[DOCUMENT SEGMENT]:
===============

Contrary to many prior studies that used non-viable embryos as negatives, leading to higher AUCs, the models developed in this study only consist of good biopsied embryos, making them more clinically applicable. The practical implications of these findings could significantly impact the efficiency and effectiveness of the embryo selection process. While the models developed, including BELA, do not replace PGT-A, they can help embryologists reduce the time and effort required to assess embryos. This streamlining of the workflow could allow faster decision-making, letting clinicians concentrate more on patient care and management. Using BELA could also decrease costs for patients and minimize risks associated with the biopsy process. Predictions from BELA can be used to begin ranking embryos from one patient for further downstream analysis. This is especially crucial for patients with a limited number of embryos, as it helps maximize the odds of success while minimizing potential risks and financial costs. Automated blastocyst score prediction (MDBS) is also clinically relevant to embryologists currently manually annotating embryo scores. In situations where BELA is not used end to end to predict embryo ploidy, it could supplement manual embryo quality scoring. Additionally, BELA is a proof of concept in standardizing blastocyst scoring across clinics by providing an objective score free from embryologist subjectivity. Future iterations of models like BELA, which require no manually curated features and are fully automated from end to end, could be adopted into clinical practice.

===============

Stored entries
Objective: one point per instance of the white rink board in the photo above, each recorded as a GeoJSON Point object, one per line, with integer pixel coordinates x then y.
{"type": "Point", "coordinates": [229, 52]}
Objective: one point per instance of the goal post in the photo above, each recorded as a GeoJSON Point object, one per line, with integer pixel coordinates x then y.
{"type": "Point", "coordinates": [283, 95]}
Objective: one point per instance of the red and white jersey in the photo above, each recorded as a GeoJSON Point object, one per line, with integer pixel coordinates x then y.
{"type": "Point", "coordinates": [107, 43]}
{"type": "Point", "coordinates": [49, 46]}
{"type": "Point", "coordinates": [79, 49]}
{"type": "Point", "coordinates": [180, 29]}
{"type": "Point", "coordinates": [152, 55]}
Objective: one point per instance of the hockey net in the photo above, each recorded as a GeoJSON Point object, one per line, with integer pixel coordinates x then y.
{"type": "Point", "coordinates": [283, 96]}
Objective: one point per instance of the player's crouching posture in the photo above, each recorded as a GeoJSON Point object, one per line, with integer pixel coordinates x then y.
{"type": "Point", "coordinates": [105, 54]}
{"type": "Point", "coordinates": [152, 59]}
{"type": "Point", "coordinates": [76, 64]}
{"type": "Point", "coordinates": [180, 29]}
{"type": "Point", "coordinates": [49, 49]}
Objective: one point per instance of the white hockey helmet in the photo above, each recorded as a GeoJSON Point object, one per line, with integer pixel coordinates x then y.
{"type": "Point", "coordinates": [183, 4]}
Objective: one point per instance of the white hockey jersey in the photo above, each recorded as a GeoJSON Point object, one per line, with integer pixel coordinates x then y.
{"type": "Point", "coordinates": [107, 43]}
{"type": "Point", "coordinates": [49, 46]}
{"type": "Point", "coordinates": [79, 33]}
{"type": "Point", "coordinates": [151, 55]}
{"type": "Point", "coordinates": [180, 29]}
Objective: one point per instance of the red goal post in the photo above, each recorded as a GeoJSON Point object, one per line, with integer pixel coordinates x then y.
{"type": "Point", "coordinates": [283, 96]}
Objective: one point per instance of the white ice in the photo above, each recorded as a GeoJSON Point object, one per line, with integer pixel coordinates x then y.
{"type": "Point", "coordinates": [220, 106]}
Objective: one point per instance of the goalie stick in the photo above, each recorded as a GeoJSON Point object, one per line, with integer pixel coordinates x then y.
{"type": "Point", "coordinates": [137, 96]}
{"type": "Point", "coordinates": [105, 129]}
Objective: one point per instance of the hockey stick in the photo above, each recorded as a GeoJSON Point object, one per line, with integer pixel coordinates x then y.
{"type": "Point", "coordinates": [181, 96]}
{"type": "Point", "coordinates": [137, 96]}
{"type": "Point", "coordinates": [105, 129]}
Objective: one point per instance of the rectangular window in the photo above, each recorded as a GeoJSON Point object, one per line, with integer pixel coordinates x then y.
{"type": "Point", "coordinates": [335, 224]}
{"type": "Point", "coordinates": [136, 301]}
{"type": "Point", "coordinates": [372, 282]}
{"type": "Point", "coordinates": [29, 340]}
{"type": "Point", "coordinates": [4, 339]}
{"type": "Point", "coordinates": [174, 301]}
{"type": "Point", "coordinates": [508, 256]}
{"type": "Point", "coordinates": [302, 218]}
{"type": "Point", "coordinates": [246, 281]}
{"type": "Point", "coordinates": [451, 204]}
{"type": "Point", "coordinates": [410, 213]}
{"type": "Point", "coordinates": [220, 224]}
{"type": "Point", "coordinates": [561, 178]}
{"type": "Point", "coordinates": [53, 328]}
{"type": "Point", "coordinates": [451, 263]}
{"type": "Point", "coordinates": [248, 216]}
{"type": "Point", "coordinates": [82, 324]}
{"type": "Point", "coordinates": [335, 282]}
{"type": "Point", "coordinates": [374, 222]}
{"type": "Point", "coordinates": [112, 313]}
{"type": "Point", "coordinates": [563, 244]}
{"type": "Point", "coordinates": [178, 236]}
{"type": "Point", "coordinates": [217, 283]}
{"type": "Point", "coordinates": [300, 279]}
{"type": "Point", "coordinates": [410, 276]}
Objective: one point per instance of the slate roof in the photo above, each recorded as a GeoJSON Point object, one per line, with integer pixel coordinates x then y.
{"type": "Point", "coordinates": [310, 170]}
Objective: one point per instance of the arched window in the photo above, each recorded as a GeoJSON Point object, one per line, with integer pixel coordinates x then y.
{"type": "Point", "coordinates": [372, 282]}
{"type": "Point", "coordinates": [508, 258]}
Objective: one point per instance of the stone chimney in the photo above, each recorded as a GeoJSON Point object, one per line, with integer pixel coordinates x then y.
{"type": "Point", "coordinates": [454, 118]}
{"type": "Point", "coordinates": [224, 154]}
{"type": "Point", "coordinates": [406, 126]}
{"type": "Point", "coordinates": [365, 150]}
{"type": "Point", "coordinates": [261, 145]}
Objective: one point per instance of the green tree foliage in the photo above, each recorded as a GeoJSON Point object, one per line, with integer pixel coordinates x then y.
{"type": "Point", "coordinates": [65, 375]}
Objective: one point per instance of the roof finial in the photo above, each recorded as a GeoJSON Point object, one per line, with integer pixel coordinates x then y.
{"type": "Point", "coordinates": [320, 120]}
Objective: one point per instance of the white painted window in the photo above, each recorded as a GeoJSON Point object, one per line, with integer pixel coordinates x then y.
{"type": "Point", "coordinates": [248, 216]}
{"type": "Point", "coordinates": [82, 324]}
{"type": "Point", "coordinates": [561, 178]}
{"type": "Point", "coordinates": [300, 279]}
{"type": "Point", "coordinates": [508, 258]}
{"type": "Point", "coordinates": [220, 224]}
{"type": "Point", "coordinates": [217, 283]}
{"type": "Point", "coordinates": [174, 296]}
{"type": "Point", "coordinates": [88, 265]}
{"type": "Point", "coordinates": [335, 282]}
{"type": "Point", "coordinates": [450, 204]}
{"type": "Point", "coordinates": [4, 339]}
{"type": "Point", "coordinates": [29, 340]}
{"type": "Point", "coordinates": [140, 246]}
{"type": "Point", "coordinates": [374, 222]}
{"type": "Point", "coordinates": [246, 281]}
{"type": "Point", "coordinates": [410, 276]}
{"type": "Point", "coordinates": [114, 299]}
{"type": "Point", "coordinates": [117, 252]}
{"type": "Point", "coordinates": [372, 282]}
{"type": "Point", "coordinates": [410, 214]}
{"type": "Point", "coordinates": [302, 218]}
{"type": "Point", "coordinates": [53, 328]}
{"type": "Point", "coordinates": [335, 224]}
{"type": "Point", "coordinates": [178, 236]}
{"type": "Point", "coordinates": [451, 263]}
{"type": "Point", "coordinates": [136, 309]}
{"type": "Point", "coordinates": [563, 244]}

===============

[EXERCISE BRIEF]: Reproduce the passage above about the BELA embryo models word for word, in full.

[YOUR RESPONSE]:
Contrary to many prior studies that used non-viable embryos as negatives, leading to higher AUCs, the models developed in this study only consist of good biopsied embryos, making them more clinically applicable. The practical implications of these findings could significantly impact the efficiency and effectiveness of the embryo selection process. While the models developed, including BELA, do not replace PGT-A, they can help embryologists reduce the time and effort required to assess embryos. This streamlining of the workflow could allow faster decision-making, letting clinicians concentrate more on patient care and management. Using BELA could also decrease costs for patients and minimize risks associated with the biopsy process. Predictions from BELA can be used to begin ranking embryos from one patient for further downstream analysis. This is especially crucial for patients with a limited number of embryos, as it helps maximize the odds of success while minimizing potential risks and financial costs. Automated blastocyst score prediction (MDBS) is also clinically relevant to embryologists currently manually annotating embryo scores. In situations where BELA is not used end to end to predict embryo ploidy, it could supplement manual embryo quality scoring. Additionally, BELA is a proof of concept in standardizing blastocyst scoring across clinics by providing an objective score free from embryologist subjectivity. Future iterations of models like BELA, which require no manually curated features and are fully automated from end to end, could be adopted into clinical practice.